ACTIVITY 1
From the cricketer profile, list every field under "Personal information" along with its value.
ACTIVITY 2
Carry on the profile of the cricketer Chloe Ainsworth, starting after its last sentence.

** PAGE TEXT follows **

Personal information
- Full name: Chloe Cathryn Ainsworth
- Born: 14 September 2005 (age 20)
- Batting: Right-handed
- Bowling: Right-arm medium
- Role: Bowler

Domestic team information
- 2022/23–present: Western Australia
- 2023/24–present: Perth Scorchers

Career statistics
| Competition | WLA | WT20 |
| Matches | 16 | 38 |
| Runs scored | 175 | 165 |
| Batting average | 21.87 | 13.75 |
| 100s/50s | 0/0 | 0/0 |
| Top score | 42 | 41 |
| Balls bowled | 601 | 804 |
| Wickets | 14 | 41 |
| Bowling average | 36.07 | 22.58 |
| 5 wickets in innings | 0 | 0 |
| 10 wickets in match | 0 | 0 |
| Best bowling | 4/45 | 3/22 |
| Catches/stumpings | 5/– | 14/– |
- Source: CricketArchive, 25 January 2026

= Chloe Ainsworth =

Australian cricketer

Chloe Cathryn Ainsworth (born 14 September 2005) is an Australian cricketer who currently plays for Western Australia in the Women's National Cricket League (WNCL) and Perth Scorchers in the Women's Big Bash League (WBBL). She plays as a right-arm medium bowler.

** End of PAGE TEXT **
** LISTED ENTRIES follows **

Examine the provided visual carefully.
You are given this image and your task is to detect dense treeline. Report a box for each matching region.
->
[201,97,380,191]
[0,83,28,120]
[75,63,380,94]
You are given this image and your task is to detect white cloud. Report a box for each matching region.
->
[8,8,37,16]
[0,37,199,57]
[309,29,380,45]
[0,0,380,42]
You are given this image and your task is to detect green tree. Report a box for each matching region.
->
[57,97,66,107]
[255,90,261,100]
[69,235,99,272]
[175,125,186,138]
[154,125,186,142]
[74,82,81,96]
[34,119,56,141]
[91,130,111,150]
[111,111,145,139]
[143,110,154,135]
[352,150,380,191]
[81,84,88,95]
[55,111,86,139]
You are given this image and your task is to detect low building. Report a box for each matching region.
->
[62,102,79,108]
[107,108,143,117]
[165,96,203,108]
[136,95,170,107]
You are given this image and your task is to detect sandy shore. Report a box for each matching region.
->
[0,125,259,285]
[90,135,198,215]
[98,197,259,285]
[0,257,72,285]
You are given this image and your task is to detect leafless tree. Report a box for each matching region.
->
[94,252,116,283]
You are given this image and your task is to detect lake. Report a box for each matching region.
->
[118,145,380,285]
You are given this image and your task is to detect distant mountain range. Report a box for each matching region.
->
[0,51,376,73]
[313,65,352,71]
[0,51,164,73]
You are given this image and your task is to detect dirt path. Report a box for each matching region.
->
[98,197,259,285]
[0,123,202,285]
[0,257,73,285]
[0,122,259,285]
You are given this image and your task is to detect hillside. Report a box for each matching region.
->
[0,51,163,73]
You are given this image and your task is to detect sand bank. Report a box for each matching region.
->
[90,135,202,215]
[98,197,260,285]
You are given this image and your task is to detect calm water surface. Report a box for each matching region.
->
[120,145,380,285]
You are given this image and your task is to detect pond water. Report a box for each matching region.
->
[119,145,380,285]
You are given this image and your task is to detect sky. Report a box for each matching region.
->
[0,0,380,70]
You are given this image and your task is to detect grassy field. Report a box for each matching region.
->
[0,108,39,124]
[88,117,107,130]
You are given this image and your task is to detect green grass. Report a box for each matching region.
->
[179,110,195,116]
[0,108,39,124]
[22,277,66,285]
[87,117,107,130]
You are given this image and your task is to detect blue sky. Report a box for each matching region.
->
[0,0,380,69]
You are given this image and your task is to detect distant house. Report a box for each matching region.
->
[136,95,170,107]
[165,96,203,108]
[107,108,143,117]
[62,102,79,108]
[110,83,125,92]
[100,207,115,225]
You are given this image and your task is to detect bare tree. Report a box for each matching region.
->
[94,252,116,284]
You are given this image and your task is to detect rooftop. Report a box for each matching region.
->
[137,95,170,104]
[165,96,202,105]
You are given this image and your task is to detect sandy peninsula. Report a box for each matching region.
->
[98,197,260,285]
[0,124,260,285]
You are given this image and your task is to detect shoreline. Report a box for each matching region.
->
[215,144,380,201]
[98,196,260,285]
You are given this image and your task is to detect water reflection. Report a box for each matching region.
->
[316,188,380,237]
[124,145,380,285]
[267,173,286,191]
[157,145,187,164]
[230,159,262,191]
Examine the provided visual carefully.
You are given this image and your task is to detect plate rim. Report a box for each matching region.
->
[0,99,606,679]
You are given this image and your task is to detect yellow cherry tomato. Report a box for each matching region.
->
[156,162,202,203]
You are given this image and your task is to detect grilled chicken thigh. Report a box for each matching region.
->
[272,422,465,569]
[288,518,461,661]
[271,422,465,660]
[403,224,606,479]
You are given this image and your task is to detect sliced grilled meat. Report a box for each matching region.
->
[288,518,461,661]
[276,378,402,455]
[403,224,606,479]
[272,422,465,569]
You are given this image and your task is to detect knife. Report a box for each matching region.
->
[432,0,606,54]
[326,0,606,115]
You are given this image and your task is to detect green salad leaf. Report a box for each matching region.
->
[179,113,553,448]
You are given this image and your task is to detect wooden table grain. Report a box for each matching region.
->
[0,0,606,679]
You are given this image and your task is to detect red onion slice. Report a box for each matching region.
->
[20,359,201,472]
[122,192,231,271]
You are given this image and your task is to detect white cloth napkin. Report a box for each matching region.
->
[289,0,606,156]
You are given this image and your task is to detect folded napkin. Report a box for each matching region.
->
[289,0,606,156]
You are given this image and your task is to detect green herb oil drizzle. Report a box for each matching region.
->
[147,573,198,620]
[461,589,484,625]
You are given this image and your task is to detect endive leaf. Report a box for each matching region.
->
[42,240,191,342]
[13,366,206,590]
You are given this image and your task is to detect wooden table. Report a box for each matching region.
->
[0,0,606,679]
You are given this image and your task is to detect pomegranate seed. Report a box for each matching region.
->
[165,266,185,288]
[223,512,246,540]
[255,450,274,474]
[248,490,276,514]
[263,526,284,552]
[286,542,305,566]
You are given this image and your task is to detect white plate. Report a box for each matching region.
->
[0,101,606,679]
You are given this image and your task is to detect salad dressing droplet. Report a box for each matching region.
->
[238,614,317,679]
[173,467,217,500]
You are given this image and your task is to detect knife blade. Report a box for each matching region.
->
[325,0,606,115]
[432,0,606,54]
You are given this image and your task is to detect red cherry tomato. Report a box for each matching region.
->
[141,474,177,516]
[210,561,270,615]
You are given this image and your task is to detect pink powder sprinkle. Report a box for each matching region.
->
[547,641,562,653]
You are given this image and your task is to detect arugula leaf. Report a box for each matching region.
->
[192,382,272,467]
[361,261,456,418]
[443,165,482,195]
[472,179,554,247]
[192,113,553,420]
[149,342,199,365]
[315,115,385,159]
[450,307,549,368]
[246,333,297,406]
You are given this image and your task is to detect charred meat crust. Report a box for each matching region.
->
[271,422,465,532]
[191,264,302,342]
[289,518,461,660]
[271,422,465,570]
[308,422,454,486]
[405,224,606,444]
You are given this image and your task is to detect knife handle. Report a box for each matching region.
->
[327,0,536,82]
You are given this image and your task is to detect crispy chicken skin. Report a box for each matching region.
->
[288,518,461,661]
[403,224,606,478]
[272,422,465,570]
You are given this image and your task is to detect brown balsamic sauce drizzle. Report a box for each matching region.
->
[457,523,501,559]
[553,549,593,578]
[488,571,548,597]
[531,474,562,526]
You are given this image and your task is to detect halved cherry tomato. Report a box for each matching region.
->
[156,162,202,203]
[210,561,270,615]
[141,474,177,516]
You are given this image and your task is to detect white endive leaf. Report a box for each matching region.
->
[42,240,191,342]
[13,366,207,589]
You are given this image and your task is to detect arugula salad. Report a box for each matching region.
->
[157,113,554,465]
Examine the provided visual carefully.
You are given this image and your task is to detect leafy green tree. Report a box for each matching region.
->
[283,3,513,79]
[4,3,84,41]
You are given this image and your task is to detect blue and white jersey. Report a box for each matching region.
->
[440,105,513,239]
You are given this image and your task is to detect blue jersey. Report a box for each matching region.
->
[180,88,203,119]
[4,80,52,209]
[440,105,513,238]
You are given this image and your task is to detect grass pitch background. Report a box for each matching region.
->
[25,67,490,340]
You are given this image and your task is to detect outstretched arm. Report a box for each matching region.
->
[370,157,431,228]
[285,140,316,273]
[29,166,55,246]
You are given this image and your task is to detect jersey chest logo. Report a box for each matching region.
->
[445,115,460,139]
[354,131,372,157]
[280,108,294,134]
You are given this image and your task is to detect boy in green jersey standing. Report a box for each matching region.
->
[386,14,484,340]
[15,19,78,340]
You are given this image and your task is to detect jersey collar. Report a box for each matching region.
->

** End of LISTED ENTRIES **

ANSWER 1
Full name: Chloe Cathryn Ainsworth
Born: 14 September 2005 (age 20)
Batting: Right-handed
Bowling: Right-arm medium
Role: Bowler

ANSWER 2
==Domestic career==
In December 2022, Ainsworth played for Western Australia in the Cricket Australia Under-19 National Female Championships, scoring one half-century and taking 10 wickets. On 21 December 2022, Ainsworth made her debut for Western Australia's senior team, bowling four overs.

Ainsworth plays grade cricket for Melville Cricket Club.

==International career==
In December 2022, Ainsworth was named in the Australia Under-19 squad for the 2023 ICC Under-19 Women's T20 World Cup. She played one match at the tournament, taking two wickets, before being forced to withdraw due to injury.